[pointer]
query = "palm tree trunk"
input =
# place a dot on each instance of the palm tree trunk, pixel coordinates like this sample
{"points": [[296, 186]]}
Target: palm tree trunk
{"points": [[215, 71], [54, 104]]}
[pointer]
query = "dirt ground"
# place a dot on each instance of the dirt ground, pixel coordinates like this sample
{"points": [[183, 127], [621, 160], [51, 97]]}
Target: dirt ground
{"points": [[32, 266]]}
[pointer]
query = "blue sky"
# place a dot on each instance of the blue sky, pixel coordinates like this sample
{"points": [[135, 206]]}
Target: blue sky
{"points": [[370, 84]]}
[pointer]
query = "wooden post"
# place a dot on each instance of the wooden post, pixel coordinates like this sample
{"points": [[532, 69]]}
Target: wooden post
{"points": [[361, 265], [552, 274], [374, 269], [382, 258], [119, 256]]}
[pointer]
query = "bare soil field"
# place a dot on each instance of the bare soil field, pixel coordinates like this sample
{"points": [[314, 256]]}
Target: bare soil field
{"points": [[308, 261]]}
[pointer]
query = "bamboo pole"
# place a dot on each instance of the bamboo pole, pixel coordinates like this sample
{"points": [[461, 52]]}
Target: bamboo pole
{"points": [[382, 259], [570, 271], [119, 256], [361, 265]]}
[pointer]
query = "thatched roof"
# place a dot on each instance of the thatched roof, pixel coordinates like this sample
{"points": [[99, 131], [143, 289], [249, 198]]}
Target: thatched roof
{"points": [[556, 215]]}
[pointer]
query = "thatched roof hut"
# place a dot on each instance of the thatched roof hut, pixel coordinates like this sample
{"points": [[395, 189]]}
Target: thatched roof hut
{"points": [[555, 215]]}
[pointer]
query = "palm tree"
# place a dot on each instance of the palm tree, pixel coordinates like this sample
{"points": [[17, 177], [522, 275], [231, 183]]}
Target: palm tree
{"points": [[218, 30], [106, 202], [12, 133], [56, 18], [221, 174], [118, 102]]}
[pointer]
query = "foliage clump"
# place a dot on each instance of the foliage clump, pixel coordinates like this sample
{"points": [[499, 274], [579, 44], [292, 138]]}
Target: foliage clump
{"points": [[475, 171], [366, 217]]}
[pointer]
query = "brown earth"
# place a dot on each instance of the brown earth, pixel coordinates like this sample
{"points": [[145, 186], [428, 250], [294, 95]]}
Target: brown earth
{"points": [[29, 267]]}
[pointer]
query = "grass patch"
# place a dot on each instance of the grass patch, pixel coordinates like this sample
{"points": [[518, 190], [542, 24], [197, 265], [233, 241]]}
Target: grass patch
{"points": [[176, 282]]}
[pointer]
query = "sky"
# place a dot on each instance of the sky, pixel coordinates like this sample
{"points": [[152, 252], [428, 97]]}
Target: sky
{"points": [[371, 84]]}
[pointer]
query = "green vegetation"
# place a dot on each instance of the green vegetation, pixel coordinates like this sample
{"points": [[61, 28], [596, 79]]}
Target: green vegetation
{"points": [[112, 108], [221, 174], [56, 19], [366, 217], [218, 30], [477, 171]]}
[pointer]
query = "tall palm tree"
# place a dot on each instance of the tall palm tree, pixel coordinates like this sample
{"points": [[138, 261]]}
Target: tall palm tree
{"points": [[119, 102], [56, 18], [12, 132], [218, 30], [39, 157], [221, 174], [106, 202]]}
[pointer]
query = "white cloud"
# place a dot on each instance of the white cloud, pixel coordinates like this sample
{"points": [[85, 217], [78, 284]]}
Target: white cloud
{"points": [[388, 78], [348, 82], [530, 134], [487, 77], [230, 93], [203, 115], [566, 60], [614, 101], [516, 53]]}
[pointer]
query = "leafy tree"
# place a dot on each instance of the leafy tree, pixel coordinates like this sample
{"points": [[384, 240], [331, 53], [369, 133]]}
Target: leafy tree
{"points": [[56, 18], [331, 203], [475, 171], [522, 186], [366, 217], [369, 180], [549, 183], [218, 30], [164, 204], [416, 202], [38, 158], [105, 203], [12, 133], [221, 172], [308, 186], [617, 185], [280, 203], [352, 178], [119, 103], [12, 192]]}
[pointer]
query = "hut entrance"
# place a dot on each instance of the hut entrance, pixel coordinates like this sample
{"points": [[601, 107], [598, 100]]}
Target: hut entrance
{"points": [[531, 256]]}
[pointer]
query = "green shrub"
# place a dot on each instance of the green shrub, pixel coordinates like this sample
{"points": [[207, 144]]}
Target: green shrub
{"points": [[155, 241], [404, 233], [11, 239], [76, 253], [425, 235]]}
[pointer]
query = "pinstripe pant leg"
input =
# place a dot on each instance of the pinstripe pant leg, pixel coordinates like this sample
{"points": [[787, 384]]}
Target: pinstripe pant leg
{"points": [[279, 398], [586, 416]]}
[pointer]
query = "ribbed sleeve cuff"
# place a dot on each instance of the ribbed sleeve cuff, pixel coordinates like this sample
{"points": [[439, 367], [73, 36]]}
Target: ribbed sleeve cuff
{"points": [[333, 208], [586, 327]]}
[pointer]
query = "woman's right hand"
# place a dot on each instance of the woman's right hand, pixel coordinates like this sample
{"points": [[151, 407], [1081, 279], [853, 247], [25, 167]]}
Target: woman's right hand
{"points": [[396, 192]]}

● ● ● ●

_Required work_
The records above are to be copied in full, exactly as written.

_Expected answer_
[pointer]
query = "palm tree trunk"
input =
# place a dot on each instance of the palm tree trunk, pixel coordinates like this sample
{"points": [[296, 186]]}
Target: palm tree trunk
{"points": [[215, 71], [54, 104]]}
[pointer]
query = "dirt ground"
# place a dot on each instance of the dirt ground, pixel coordinates like this sample
{"points": [[183, 127], [621, 160], [51, 97]]}
Target: dirt ground
{"points": [[32, 266]]}
[pointer]
query = "blue sky"
# place a dot on each instance of the blue sky, pixel coordinates like this sample
{"points": [[135, 206]]}
Target: blue sky
{"points": [[370, 84]]}
[pointer]
query = "wooden post"
# place a dot on each instance of the wooden post, pixel coordinates like this sample
{"points": [[532, 69]]}
Target: wooden post
{"points": [[361, 265], [552, 274], [374, 269], [382, 258], [119, 256]]}
[pointer]
query = "bare soil field"
# place a dot on each instance of the bare soil field, pixel coordinates like this sample
{"points": [[314, 256]]}
Target: bare soil field
{"points": [[308, 261]]}
[pointer]
query = "bamboo pole"
# place a dot on each instance of the bamboo pole, pixel coordinates like this sample
{"points": [[461, 52]]}
Target: bamboo pole
{"points": [[382, 259], [570, 271], [119, 256], [361, 265]]}
[pointer]
query = "thatched roof"
# place a dot on each instance of the thatched roof, pixel coordinates like this sample
{"points": [[99, 131], [143, 289], [249, 198]]}
Target: thatched roof
{"points": [[556, 215]]}
[pointer]
query = "thatched roof hut"
# place a dot on each instance of the thatched roof hut, pixel coordinates like this sample
{"points": [[395, 189]]}
Target: thatched roof hut
{"points": [[555, 215]]}
[pointer]
query = "palm tree"
# place a dot on each instance of the palm tree, pixel coordinates like this sample
{"points": [[17, 177], [522, 275], [231, 183]]}
Target: palm tree
{"points": [[218, 30], [106, 202], [12, 133], [56, 18], [221, 174], [118, 102]]}
[pointer]
query = "foliage clump"
# place a dot on each instance of the foliage clump, pixel coordinates like this sample
{"points": [[499, 274], [579, 44], [292, 138]]}
Target: foliage clump
{"points": [[475, 171], [366, 217]]}
[pointer]
query = "brown earth"
# place a dot on each instance of the brown earth, pixel coordinates like this sample
{"points": [[145, 186], [428, 250], [294, 95]]}
Target: brown earth
{"points": [[29, 267]]}
[pointer]
query = "grass patch"
# place a dot on each instance of the grass patch, pixel coordinates like this sample
{"points": [[518, 190], [542, 24], [197, 265], [233, 241]]}
Target: grass patch
{"points": [[176, 282]]}
[pointer]
query = "sky"
# place a dot on each instance of the sky, pixel coordinates like this sample
{"points": [[152, 252], [428, 97]]}
Target: sky
{"points": [[371, 84]]}
[pointer]
query = "green vegetation"
# place a dot on each instance of the green vegetation, pixel coordinates like this sample
{"points": [[61, 28], [596, 79]]}
Target: green vegetation
{"points": [[112, 108], [221, 174], [56, 19], [366, 217], [218, 30], [477, 171]]}
[pointer]
query = "tall palm tree"
# place a dot on each instance of the tall palm tree, pixel coordinates like this sample
{"points": [[138, 261]]}
Target: tall palm tree
{"points": [[119, 102], [56, 18], [12, 132], [218, 30], [39, 157], [221, 174], [106, 202]]}
[pointer]
query = "white cloud"
# place a dot on each instance of the white cloud, pixel coordinates like this sample
{"points": [[85, 217], [78, 284]]}
Target: white cloud
{"points": [[388, 78], [348, 82], [530, 134], [487, 77], [230, 93], [203, 115], [566, 60], [614, 101], [516, 53]]}
[pointer]
query = "leafy tree"
# place a dot on each instance of the leafy tree, pixel coordinates like this sample
{"points": [[384, 240], [331, 53], [369, 133]]}
Target: leafy tree
{"points": [[56, 18], [331, 203], [475, 171], [522, 186], [366, 217], [369, 180], [549, 183], [218, 30], [164, 204], [416, 202], [38, 158], [105, 203], [12, 133], [221, 172], [308, 186], [617, 185], [280, 203], [352, 178], [119, 103], [12, 192]]}
[pointer]
query = "hut entrance"
# place a dot on each instance of the hut entrance, pixel coordinates like this sample
{"points": [[601, 107], [598, 100]]}
Target: hut entrance
{"points": [[531, 256]]}
[pointer]
query = "green shrub"
# place a dot on each instance of the green shrub, pixel coordinates like this sample
{"points": [[207, 144]]}
Target: green shrub
{"points": [[155, 241], [404, 233], [11, 239], [76, 253], [425, 235]]}
[pointer]
query = "pinstripe pant leg"
input =
# place a dot on each instance of the pinstripe pant leg, pixel coordinates like this sample
{"points": [[787, 384]]}
Target: pinstripe pant leg
{"points": [[279, 398], [586, 416]]}
[pointer]
query = "ribbed sleeve cuff"
# place a dot on each instance of the ribbed sleeve cuff, pixel coordinates like this sample
{"points": [[439, 367], [73, 36]]}
Target: ribbed sleeve cuff
{"points": [[333, 208], [586, 327]]}
[pointer]
query = "woman's right hand"
# place a dot on each instance of the woman's right hand, pixel coordinates like this sample
{"points": [[151, 407], [1081, 279], [853, 247], [25, 167]]}
Target: woman's right hand
{"points": [[396, 192]]}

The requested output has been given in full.